* [Exercise brief] Keep the pictures out and restate every record exactly.

######

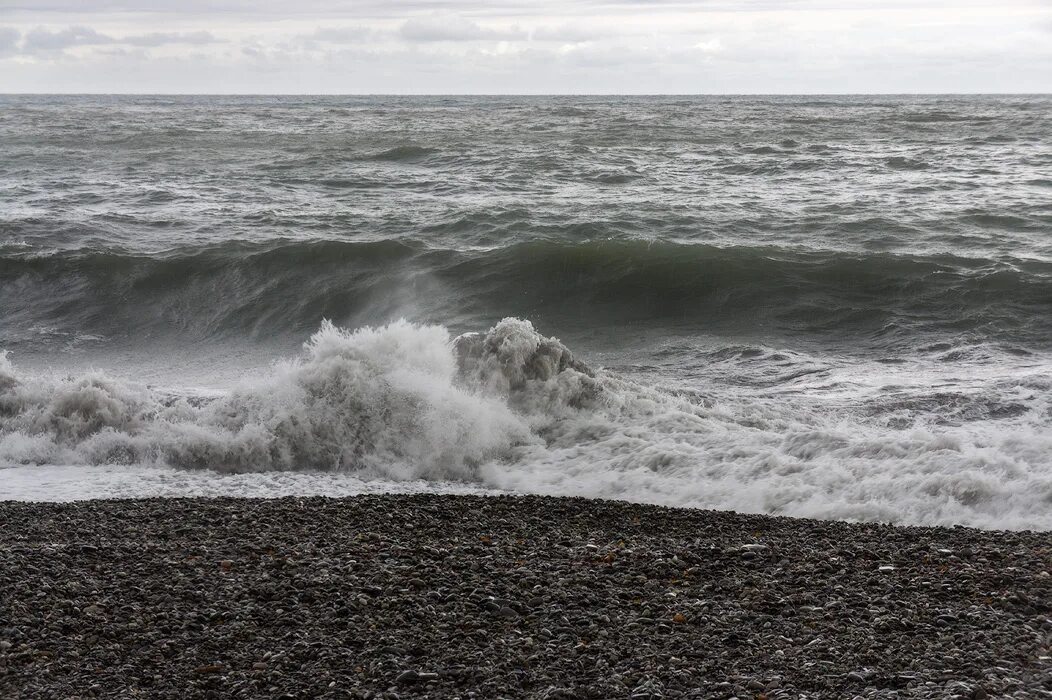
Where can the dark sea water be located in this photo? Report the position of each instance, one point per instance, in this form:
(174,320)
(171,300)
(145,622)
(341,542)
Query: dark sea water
(827,306)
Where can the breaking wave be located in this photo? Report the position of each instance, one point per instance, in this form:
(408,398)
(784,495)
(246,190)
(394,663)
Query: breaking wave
(510,408)
(238,290)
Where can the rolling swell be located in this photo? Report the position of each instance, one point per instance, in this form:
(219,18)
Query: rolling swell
(286,286)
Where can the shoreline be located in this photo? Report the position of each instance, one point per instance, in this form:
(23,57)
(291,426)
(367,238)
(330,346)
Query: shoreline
(510,596)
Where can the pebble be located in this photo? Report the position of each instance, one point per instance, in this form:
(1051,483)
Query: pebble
(335,597)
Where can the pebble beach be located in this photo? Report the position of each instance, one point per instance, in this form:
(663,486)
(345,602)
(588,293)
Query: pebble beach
(428,596)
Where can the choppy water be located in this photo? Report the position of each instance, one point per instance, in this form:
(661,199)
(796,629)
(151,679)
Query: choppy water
(837,307)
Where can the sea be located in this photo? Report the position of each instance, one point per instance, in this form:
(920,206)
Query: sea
(823,306)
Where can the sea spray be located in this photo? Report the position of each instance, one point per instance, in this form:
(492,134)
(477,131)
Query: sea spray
(513,410)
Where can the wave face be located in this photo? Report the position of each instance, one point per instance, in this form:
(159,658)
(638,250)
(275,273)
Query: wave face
(237,290)
(837,307)
(512,410)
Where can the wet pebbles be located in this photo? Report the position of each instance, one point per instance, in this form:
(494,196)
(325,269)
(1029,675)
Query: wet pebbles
(472,597)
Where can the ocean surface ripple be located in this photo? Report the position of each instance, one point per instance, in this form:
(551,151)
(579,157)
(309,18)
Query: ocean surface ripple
(835,306)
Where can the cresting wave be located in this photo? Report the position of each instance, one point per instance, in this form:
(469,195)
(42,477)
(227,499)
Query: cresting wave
(513,410)
(284,287)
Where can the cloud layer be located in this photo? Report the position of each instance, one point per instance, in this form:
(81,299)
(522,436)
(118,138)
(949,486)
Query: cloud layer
(525,46)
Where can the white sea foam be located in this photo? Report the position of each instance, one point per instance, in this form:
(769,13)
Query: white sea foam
(406,407)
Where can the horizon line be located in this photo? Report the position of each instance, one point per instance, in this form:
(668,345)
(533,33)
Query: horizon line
(909,94)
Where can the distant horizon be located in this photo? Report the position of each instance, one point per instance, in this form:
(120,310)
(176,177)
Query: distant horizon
(101,94)
(540,47)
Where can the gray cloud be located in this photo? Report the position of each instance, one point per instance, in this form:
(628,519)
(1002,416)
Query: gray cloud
(8,39)
(339,35)
(453,27)
(162,38)
(46,40)
(568,33)
(43,40)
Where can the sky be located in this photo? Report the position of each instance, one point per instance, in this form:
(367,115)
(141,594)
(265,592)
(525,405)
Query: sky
(525,46)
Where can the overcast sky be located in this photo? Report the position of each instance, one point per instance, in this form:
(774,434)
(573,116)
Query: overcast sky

######

* [The completed task]
Where can the dark sea water be located in this photo? Report the position of each instance, one point per instance, in this form:
(174,320)
(171,300)
(145,622)
(341,542)
Query: dark sea water
(827,306)
Where can the breaking wave be located in this photo? Report the position of each instance, one point per instance, in this form:
(408,398)
(784,495)
(246,190)
(394,663)
Query: breaking wave
(510,408)
(238,290)
Where can the rolling swell be located in this photo? Report the position of each instance, one point per instance, in this form:
(219,18)
Query: rolling swell
(286,286)
Where can the shoreline be located in this photo? Report the position of each instance, one point per instance, in this form:
(23,57)
(291,426)
(367,238)
(330,346)
Query: shoreline
(510,596)
Where can the pebble be located in this photo? Report the position of each instance, one point per instance, in this form:
(1051,483)
Query: pebble
(335,597)
Where can the pebble beach be located in this photo? Report the position of each instance, one point per instance, in this form:
(663,486)
(345,602)
(588,293)
Query: pebble beach
(428,596)
Where can the choppy water be located in this photo? Report the position of each instance, one point per instance, in this form:
(661,199)
(796,629)
(151,679)
Query: choppy water
(837,307)
Where can the sea be located in this photo? Report the position of each instance, one point per instance, in this form:
(920,206)
Query: sea
(823,306)
Where can the sea spray be located in this photo? Report the position of each instance, one point per instance, in this form:
(492,134)
(477,131)
Query: sea spray
(513,410)
Where can the wave face be located in this photo? Report the position of each instance, one point per instance, in this form:
(159,658)
(638,250)
(275,273)
Query: wave face
(237,290)
(837,307)
(512,410)
Where can the wet pebbles be located in this photo? Report the position of each instance, one point per instance, in this form:
(494,196)
(325,269)
(1029,675)
Query: wet pebbles
(472,597)
Where can the ocean surface ripple be located in this photo? Report the position of each instance, one point per instance, in this form:
(551,151)
(579,157)
(309,18)
Query: ocean surface ripple
(835,306)
Where can the cresting wave be located in this photo? Report the position of each instance, one point per instance, in this form:
(469,195)
(42,477)
(227,499)
Query: cresting wave
(513,410)
(284,287)
Where can the cloud layer be located in this photo? Report the position of each instance, one point per instance, in this form:
(81,299)
(522,436)
(118,138)
(949,486)
Query: cloud layer
(525,46)
Where can the white sea foam be located in this photo? Report the position of each instance, one point per instance, in this form:
(769,13)
Query: white sea foam
(406,407)
Where can the horizon line be located in this photo? Report the position of each instance, one point per instance, in this form:
(668,345)
(533,33)
Query: horizon line
(909,94)
Where can the distant horizon be located in this photo? Report the position of each instance, one point per instance, in this form:
(120,310)
(176,177)
Query: distant horizon
(101,94)
(540,47)
Where can the gray cloud be located in this photo? Report the position of each instance, one point per instance, in this form:
(628,519)
(1002,416)
Query: gray cloud
(8,39)
(339,35)
(453,27)
(162,38)
(46,40)
(568,33)
(43,40)
Where can the sky be located in this photo? Report the position of each instance, one point per instance, in this form:
(367,115)
(141,594)
(265,592)
(525,405)
Query: sky
(525,46)
Where can the overcast sky be located in this photo? Report the position of each instance, one point per instance, in this form:
(774,434)
(573,116)
Query: overcast sky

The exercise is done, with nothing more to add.